:: PROBLEM STATEMENT ::
Output the entries as they appear, skipping images.

:: EXERCISE INPUT ::
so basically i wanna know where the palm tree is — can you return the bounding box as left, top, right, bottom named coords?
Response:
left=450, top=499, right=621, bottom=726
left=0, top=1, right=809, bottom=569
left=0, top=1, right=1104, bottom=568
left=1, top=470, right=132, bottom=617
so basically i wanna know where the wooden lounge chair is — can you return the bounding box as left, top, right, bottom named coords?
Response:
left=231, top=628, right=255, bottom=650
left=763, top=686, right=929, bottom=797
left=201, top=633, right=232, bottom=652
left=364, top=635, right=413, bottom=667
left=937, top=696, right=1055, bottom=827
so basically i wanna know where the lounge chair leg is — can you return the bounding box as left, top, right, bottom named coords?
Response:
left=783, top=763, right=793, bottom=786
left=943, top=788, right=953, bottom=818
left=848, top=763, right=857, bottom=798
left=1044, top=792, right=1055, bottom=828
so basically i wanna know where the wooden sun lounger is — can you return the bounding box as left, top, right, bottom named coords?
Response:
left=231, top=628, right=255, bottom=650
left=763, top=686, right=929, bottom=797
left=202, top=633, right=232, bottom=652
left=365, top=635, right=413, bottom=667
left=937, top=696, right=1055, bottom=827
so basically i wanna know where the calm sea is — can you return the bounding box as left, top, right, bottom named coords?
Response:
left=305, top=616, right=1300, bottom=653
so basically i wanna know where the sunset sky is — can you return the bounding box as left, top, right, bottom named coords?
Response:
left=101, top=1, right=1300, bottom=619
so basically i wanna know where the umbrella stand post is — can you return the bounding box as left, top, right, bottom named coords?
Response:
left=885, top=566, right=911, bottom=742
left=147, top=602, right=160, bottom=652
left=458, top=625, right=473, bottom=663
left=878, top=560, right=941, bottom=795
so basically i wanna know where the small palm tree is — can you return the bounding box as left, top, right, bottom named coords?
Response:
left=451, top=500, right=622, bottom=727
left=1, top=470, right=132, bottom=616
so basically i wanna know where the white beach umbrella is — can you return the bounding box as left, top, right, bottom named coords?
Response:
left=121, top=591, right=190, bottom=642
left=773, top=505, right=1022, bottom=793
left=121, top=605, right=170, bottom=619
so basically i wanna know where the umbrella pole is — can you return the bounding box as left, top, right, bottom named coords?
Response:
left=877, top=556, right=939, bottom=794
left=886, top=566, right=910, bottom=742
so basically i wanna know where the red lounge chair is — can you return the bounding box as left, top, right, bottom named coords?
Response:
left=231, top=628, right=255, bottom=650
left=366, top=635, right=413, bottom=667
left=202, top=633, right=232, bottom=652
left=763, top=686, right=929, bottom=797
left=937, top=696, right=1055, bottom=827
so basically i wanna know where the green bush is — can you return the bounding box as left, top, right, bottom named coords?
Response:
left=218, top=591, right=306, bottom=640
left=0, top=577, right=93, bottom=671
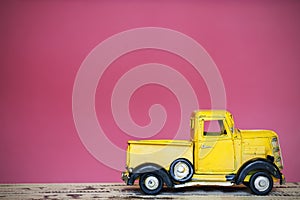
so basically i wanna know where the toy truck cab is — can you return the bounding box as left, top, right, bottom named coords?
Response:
left=121, top=110, right=284, bottom=195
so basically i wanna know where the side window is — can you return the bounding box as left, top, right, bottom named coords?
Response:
left=203, top=120, right=226, bottom=136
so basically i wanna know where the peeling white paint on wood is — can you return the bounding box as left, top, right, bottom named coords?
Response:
left=0, top=182, right=299, bottom=199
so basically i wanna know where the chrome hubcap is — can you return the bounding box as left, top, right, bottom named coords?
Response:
left=254, top=176, right=270, bottom=192
left=144, top=176, right=159, bottom=190
left=174, top=162, right=189, bottom=180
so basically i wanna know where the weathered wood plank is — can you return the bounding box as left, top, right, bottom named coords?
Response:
left=0, top=182, right=299, bottom=199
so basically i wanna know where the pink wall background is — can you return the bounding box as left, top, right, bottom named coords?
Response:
left=1, top=0, right=300, bottom=183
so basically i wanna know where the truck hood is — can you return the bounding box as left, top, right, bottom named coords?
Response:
left=239, top=129, right=278, bottom=139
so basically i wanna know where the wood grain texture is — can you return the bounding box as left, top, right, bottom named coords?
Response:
left=0, top=183, right=299, bottom=199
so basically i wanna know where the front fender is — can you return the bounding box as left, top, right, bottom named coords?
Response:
left=236, top=158, right=283, bottom=184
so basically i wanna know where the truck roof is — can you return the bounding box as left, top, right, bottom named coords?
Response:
left=192, top=110, right=232, bottom=119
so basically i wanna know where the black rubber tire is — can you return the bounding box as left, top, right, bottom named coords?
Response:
left=249, top=171, right=273, bottom=195
left=139, top=172, right=163, bottom=195
left=169, top=158, right=194, bottom=183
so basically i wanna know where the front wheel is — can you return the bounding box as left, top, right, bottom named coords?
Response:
left=139, top=172, right=163, bottom=195
left=249, top=171, right=273, bottom=195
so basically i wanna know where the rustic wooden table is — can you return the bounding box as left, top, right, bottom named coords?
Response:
left=0, top=182, right=299, bottom=199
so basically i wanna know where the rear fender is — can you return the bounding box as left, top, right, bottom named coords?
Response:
left=128, top=163, right=173, bottom=187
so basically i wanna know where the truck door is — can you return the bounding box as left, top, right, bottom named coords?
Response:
left=195, top=119, right=235, bottom=174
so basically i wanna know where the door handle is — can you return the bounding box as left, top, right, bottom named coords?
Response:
left=201, top=144, right=212, bottom=149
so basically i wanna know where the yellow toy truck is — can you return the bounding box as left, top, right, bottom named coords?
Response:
left=121, top=110, right=284, bottom=195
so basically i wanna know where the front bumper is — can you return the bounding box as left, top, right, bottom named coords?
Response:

:: REPLY TO THE EXERCISE ::
so basically i wanna know where the palm tree is — can you return the bounding box as left, top, right, bottom named coords?
Response:
left=450, top=499, right=621, bottom=726
left=0, top=1, right=809, bottom=569
left=0, top=1, right=1104, bottom=568
left=1, top=470, right=132, bottom=617
so basically i wanna know where the wooden lounge chair is — can you return the bounding box as left, top, right, bottom named coords?
Response:
left=231, top=628, right=255, bottom=650
left=763, top=686, right=929, bottom=797
left=201, top=633, right=232, bottom=652
left=364, top=635, right=413, bottom=667
left=937, top=696, right=1055, bottom=827
so basically i wanna know where the lounge chair leg is — can you return the bounding box as left, top, right, bottom named coords?
Response:
left=783, top=763, right=793, bottom=786
left=943, top=788, right=953, bottom=818
left=848, top=763, right=857, bottom=798
left=1044, top=792, right=1055, bottom=828
so basically i wanna know where the wooden sun lounger is — can you return the bounding box as left, top, right, bottom named coords?
Response:
left=231, top=628, right=255, bottom=650
left=763, top=686, right=929, bottom=797
left=202, top=633, right=232, bottom=652
left=365, top=635, right=413, bottom=667
left=937, top=696, right=1055, bottom=827
so basically i wanna know where the calm sea is — can you return the bounding box as left, top, right, bottom named coords?
Response:
left=305, top=616, right=1300, bottom=653
so basically i wanna know where the sunset sky is — can you return the bounding box as left, top, right, bottom named coords?
Response:
left=101, top=1, right=1300, bottom=619
so basically i wanna know where the umbrella stand post is — can you return the bounding box as left, top, right, bottom named coords?
Response:
left=885, top=566, right=911, bottom=742
left=147, top=602, right=160, bottom=652
left=458, top=625, right=473, bottom=663
left=878, top=560, right=941, bottom=795
so basically i wanna know where the small palm tree is — can you return the bounding box as left, top, right, bottom named coords?
Response:
left=451, top=500, right=622, bottom=727
left=1, top=470, right=132, bottom=616
so basically i wanna know where the white beach umbrella is — can you return the bounding box as left, top, right, bottom named coords?
Response:
left=121, top=591, right=190, bottom=642
left=773, top=505, right=1022, bottom=793
left=121, top=605, right=170, bottom=619
so basically i wanna know where the umbrella pole is — can you return the bounding box as left, top, right, bottom named coords?
Response:
left=877, top=556, right=939, bottom=794
left=886, top=566, right=910, bottom=742
so basically i wanna know where the red lounge chair is — can you return the bounding box as left, top, right, bottom named coords?
Response:
left=231, top=628, right=255, bottom=650
left=366, top=635, right=413, bottom=667
left=202, top=633, right=232, bottom=652
left=763, top=686, right=929, bottom=797
left=937, top=696, right=1055, bottom=827
so basically i wanna know where the green bush is — can you return the bounding box as left, top, right, bottom named coords?
Response:
left=218, top=591, right=306, bottom=640
left=0, top=577, right=93, bottom=671
so basically i wanna know where the toy truck cab is — can you return the bounding box as left, top, right, bottom named coords?
Response:
left=121, top=110, right=284, bottom=195
so basically i wanna know where the side window is — can you return the bounding box as left, top, right, bottom named coords?
Response:
left=203, top=120, right=226, bottom=136
so basically i wanna know where the peeling white paint on wood is — can you return the bounding box as left, top, right, bottom named coords?
Response:
left=0, top=182, right=299, bottom=199
so basically i wanna know where the chrome hubcap is — can you return the bounding box as left, top, right, bottom named coords?
Response:
left=254, top=176, right=270, bottom=192
left=144, top=176, right=159, bottom=190
left=174, top=162, right=189, bottom=180
so basically i wanna know where the weathered wood plank is — can you return the bounding box as left, top, right, bottom named coords?
Response:
left=0, top=182, right=299, bottom=199
so basically i wanna know where the pink wall background is — can you return the bounding box as left, top, right, bottom named coords?
Response:
left=1, top=0, right=300, bottom=183
so basically i wanna know where the truck hood is — can you return the bounding box as left, top, right, bottom named coords?
Response:
left=239, top=129, right=278, bottom=139
so basically i wanna know where the wood grain texture is — can you return the bounding box as left, top, right, bottom named coords?
Response:
left=0, top=183, right=299, bottom=199
so basically i wanna know where the front fender is — can you return the bounding box as left, top, right, bottom named coords?
Response:
left=236, top=158, right=283, bottom=184
so basically i wanna know where the truck roof is — can you return the bounding box as left, top, right, bottom named coords?
Response:
left=192, top=110, right=232, bottom=119
so basically i wanna know where the black rubber tire is — can you return the bounding box as left, top, right, bottom named coords?
Response:
left=249, top=171, right=273, bottom=195
left=139, top=172, right=163, bottom=195
left=169, top=158, right=194, bottom=183
so basically i wanna know where the front wheel is — can you return the bounding box as left, top, right, bottom named coords?
Response:
left=139, top=172, right=163, bottom=195
left=249, top=171, right=273, bottom=195
so basically i wanna know where the rustic wooden table is — can you return the bounding box as left, top, right, bottom named coords?
Response:
left=0, top=182, right=299, bottom=199
so basically i wanna know where the rear fender is — can you return the bounding box as left, top, right, bottom named coords?
Response:
left=128, top=163, right=173, bottom=187
so basically i wanna know where the truck door is — can you return the bounding box as left, top, right, bottom named coords?
Response:
left=195, top=119, right=235, bottom=174
so basically i wanna know where the door handle is — can you return the bounding box as left, top, right, bottom named coords?
Response:
left=201, top=144, right=212, bottom=149
so basically i wanna know where the yellow toy truck is — can you return the bounding box as left, top, right, bottom named coords?
Response:
left=121, top=110, right=284, bottom=195
so basically i wanna know where the front bumper is — can you return the bounding box as left, top, right, bottom named coords?
Response:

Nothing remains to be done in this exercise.